#### Work to be completed:
Print each entry word for word without images.
======== Provided material ========
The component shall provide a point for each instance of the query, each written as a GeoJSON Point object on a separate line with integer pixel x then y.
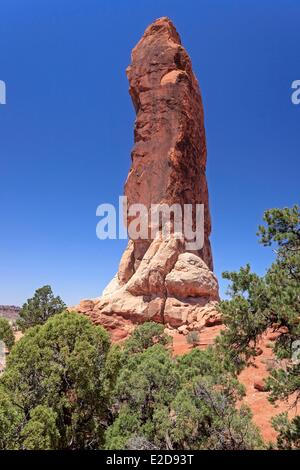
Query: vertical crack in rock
{"type": "Point", "coordinates": [158, 279]}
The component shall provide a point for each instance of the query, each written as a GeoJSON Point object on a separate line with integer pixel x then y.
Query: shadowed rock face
{"type": "Point", "coordinates": [158, 279]}
{"type": "Point", "coordinates": [169, 154]}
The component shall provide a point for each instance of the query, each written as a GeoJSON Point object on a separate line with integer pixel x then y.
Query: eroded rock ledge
{"type": "Point", "coordinates": [159, 279]}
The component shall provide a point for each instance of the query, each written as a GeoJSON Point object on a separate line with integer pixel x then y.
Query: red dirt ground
{"type": "Point", "coordinates": [261, 408]}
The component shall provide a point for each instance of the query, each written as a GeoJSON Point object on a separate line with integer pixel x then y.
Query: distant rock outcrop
{"type": "Point", "coordinates": [159, 279]}
{"type": "Point", "coordinates": [10, 312]}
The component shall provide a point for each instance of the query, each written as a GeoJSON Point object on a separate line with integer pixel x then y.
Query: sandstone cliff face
{"type": "Point", "coordinates": [10, 312]}
{"type": "Point", "coordinates": [169, 155]}
{"type": "Point", "coordinates": [158, 279]}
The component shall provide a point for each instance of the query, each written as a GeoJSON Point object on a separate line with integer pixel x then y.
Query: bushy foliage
{"type": "Point", "coordinates": [185, 403]}
{"type": "Point", "coordinates": [271, 301]}
{"type": "Point", "coordinates": [39, 308]}
{"type": "Point", "coordinates": [55, 386]}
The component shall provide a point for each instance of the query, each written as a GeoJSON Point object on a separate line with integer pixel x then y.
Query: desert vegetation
{"type": "Point", "coordinates": [66, 386]}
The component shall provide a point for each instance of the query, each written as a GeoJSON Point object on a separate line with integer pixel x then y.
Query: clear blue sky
{"type": "Point", "coordinates": [67, 129]}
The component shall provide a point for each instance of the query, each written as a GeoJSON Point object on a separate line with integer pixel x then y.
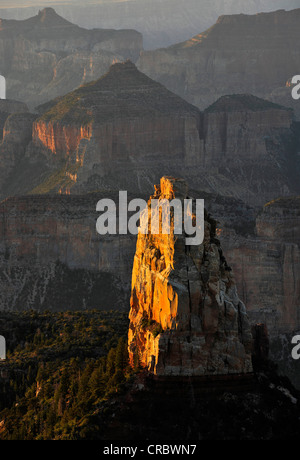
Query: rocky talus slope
{"type": "Point", "coordinates": [186, 317]}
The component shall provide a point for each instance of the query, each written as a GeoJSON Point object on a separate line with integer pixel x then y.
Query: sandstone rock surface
{"type": "Point", "coordinates": [46, 56]}
{"type": "Point", "coordinates": [256, 54]}
{"type": "Point", "coordinates": [186, 317]}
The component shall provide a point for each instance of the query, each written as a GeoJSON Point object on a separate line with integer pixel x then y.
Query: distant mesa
{"type": "Point", "coordinates": [59, 56]}
{"type": "Point", "coordinates": [186, 318]}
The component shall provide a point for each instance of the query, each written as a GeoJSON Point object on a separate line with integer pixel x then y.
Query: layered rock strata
{"type": "Point", "coordinates": [186, 317]}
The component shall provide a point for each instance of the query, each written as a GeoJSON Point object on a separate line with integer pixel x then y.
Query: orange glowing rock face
{"type": "Point", "coordinates": [185, 315]}
{"type": "Point", "coordinates": [59, 138]}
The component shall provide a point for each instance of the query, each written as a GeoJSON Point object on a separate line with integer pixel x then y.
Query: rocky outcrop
{"type": "Point", "coordinates": [239, 54]}
{"type": "Point", "coordinates": [52, 258]}
{"type": "Point", "coordinates": [186, 317]}
{"type": "Point", "coordinates": [124, 129]}
{"type": "Point", "coordinates": [162, 22]}
{"type": "Point", "coordinates": [266, 265]}
{"type": "Point", "coordinates": [17, 134]}
{"type": "Point", "coordinates": [8, 107]}
{"type": "Point", "coordinates": [46, 56]}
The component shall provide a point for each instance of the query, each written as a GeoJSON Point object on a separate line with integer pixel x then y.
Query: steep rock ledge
{"type": "Point", "coordinates": [186, 317]}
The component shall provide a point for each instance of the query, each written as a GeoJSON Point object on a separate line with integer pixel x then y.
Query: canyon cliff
{"type": "Point", "coordinates": [186, 317]}
{"type": "Point", "coordinates": [124, 128]}
{"type": "Point", "coordinates": [256, 54]}
{"type": "Point", "coordinates": [46, 56]}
========
#### Task result:
The component shall provide a point for each instance of the query, each written as a GeoJSON Point object on a separate line with integer pixel x then y.
Query: vertical crack in rock
{"type": "Point", "coordinates": [158, 279]}
The component shall provide a point for each instance of the query, each written as a GeoJSON Point object on a separate line with integer pixel x then y.
Query: shadowed rock face
{"type": "Point", "coordinates": [158, 279]}
{"type": "Point", "coordinates": [169, 154]}
The component shall provide a point for each instance of the query, each written as a GeoJSON Point object on a separate line with integer pixel x then y.
Query: eroded rock ledge
{"type": "Point", "coordinates": [159, 279]}
The component shall provide a point for each instance of the query, each written as a GeoJSON Point object on a separate line with integer pixel x then y.
Query: red dirt ground
{"type": "Point", "coordinates": [261, 408]}
The component shall provide a point for each instance of the query, each written as a GeoJSON Point object on a separate line with integer pixel x then y.
Query: distant rock outcrop
{"type": "Point", "coordinates": [159, 279]}
{"type": "Point", "coordinates": [10, 312]}
The component shall provide a point for each instance of the query, each written as a GeoJSON Point object on a separate line with integer pixel x then y.
Query: sandstone cliff face
{"type": "Point", "coordinates": [10, 312]}
{"type": "Point", "coordinates": [169, 155]}
{"type": "Point", "coordinates": [158, 279]}
The component shall provide a point for each instance of the query, each written as a GeoJSON Point object on a separate line with integer pixel x then y.
Query: bushy foliage
{"type": "Point", "coordinates": [185, 403]}
{"type": "Point", "coordinates": [271, 301]}
{"type": "Point", "coordinates": [39, 308]}
{"type": "Point", "coordinates": [55, 386]}
The component shall provide a point for each instance of the query, each written as a GeoJSON Point object on a separate line with integer pixel x then y.
Query: desert vegetation
{"type": "Point", "coordinates": [66, 386]}
The component shall provide a point for each instance of the query, each written as a GeoJSON Point object on a separate line with integer pixel x then y.
Query: clear blue sky
{"type": "Point", "coordinates": [67, 129]}
The component shall provide a point for each instance of the query, each written as a GeoJSON Point object on a separate line with integer pixel x then y.
Query: rocky talus slope
{"type": "Point", "coordinates": [186, 317]}
The component shall provide a point for each instance of the query, each written as a GeoJSON Point object on a separate line with integer pixel x then y.
Query: sandstone rock surface
{"type": "Point", "coordinates": [46, 56]}
{"type": "Point", "coordinates": [256, 54]}
{"type": "Point", "coordinates": [186, 317]}
The component shall provide a point for each instance of the query, each written as a GeoJSON Point object on a separate line with integer pixel x then y.
Query: distant mesa
{"type": "Point", "coordinates": [59, 56]}
{"type": "Point", "coordinates": [186, 318]}
The component shall provide a point for each instance of the query, each written as a GeoJSON Point object on a separate line with integer pixel x then y.
Query: layered rock strata
{"type": "Point", "coordinates": [186, 317]}
The component shall provide a point for each instance of the query, each written as a GeoJSON Point object on a separate line with integer pixel x then y.
Query: orange glowing rock face
{"type": "Point", "coordinates": [185, 315]}
{"type": "Point", "coordinates": [59, 138]}
The component shall provide a point for each instance of the query, each written as a GeoJSON Point object on a separate line with integer pixel x then y.
Query: rocky outcrop
{"type": "Point", "coordinates": [239, 54]}
{"type": "Point", "coordinates": [52, 258]}
{"type": "Point", "coordinates": [186, 317]}
{"type": "Point", "coordinates": [124, 129]}
{"type": "Point", "coordinates": [162, 22]}
{"type": "Point", "coordinates": [266, 265]}
{"type": "Point", "coordinates": [17, 134]}
{"type": "Point", "coordinates": [8, 107]}
{"type": "Point", "coordinates": [46, 56]}
The component shall provide a point for each instance of the query, each written as a GeoJSON Point object on a separate line with integer pixel x then y.
Query: steep rock ledge
{"type": "Point", "coordinates": [186, 317]}
The component shall provide a point for each instance of the query, each written as a GeoJSON Point object on a separate line with integer pixel x then y.
Query: canyon cliff
{"type": "Point", "coordinates": [186, 317]}
{"type": "Point", "coordinates": [124, 128]}
{"type": "Point", "coordinates": [256, 54]}
{"type": "Point", "coordinates": [46, 56]}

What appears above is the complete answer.